■ STATED PROBLEM
Set down, word for word, the stretch of the etcd DNS bug thread from "They are not" through "break for you.".

■ SELECTION

A workaround is to do the following on each master: - Add the following snippet in /etc/mdns/config.hcl (at the end of the file), by setting the proper number depending on the master. service { name = "ostest EtcdWorkstation" host_name = "etcd-$NUMBER.local." type = "_workstation._tcp" domain = "local." port = 42424 ttl = 300 } - Make sure mdns publisher static pod is restarted with crictl stop $(crictl ps | grep mdns | cut -f1 -d" ")
They are not hardcoded. Since the beginning of 4.x, we harvest the names from the endpoints and the DNS entries are present: https://github.com/openshift/cluster-kube-apiserver-operator/blob/release-4.1/pkg/operator/configobservation/etcd/observe_etcd.go#L58-L68 . In fact, prior to 4.4, it was actually impossible to even start etcd without having DNS entries working, because we used the etcd DNS discovery mechanism. If you're having trouble with this, you probably want to figure out what is wrong with mDNS. Separately, in 4.4 we developed an operator that was able to remove the long-standing etcd DNS dependency and we merged the backport of a 4.5 change to the kube-apiserver-operator to use IP addresses (https://github.com/openshift/cluster-kube-apiserver-operator/pull/792), but you should sort out why your DNS is broken. I'm not sure what else in the stack is going to break for you.
Note that this affected more than just BM. A similar error was reported in https://bugzilla.redhat.com/show_bug.cgi?id=1811530. Closing as a duplicate of https://bugzilla.redhat.com/show_bug.cgi?id=1812071 tracking the backport to 4.4. *** This bug has been marked as a duplicate of bug 1812071 ***

■ RECORDS PROVIDED

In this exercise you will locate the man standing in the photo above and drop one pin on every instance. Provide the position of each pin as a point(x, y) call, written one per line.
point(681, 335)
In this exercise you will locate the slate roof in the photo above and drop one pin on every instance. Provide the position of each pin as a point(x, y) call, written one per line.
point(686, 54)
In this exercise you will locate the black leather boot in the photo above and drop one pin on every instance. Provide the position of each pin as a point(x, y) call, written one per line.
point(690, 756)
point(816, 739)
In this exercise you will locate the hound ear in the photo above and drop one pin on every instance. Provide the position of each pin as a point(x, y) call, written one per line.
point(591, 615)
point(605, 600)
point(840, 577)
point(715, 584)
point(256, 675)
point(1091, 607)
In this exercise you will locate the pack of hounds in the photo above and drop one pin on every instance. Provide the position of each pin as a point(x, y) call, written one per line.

■ CORRECT ANSWER
They are not hardcoded. Since the beginning of 4.x, we harvest the names from the endpoints and the DNS entries are present: https://github.com/openshift/cluster-kube-apiserver-operator/blob/release-4.1/pkg/operator/configobservation/etcd/observe_etcd.go#L58-L68 . In fact, prior to 4.4, it was actually impossible to even start etcd without having DNS entries working, because we used the etcd DNS discovery mechanism. If you're having trouble with this, you probably want to figure out what is wrong with mDNS. Separately, in 4.4 we developed an operator that was able to remove the long-standing etcd DNS dependency and we merged the backport of a 4.5 change to the kube-apiserver-operator to use IP addresses (https://github.com/openshift/cluster-kube-apiserver-operator/pull/792), but you should sort out why your DNS is broken. I'm not sure what else in the stack is going to break for you.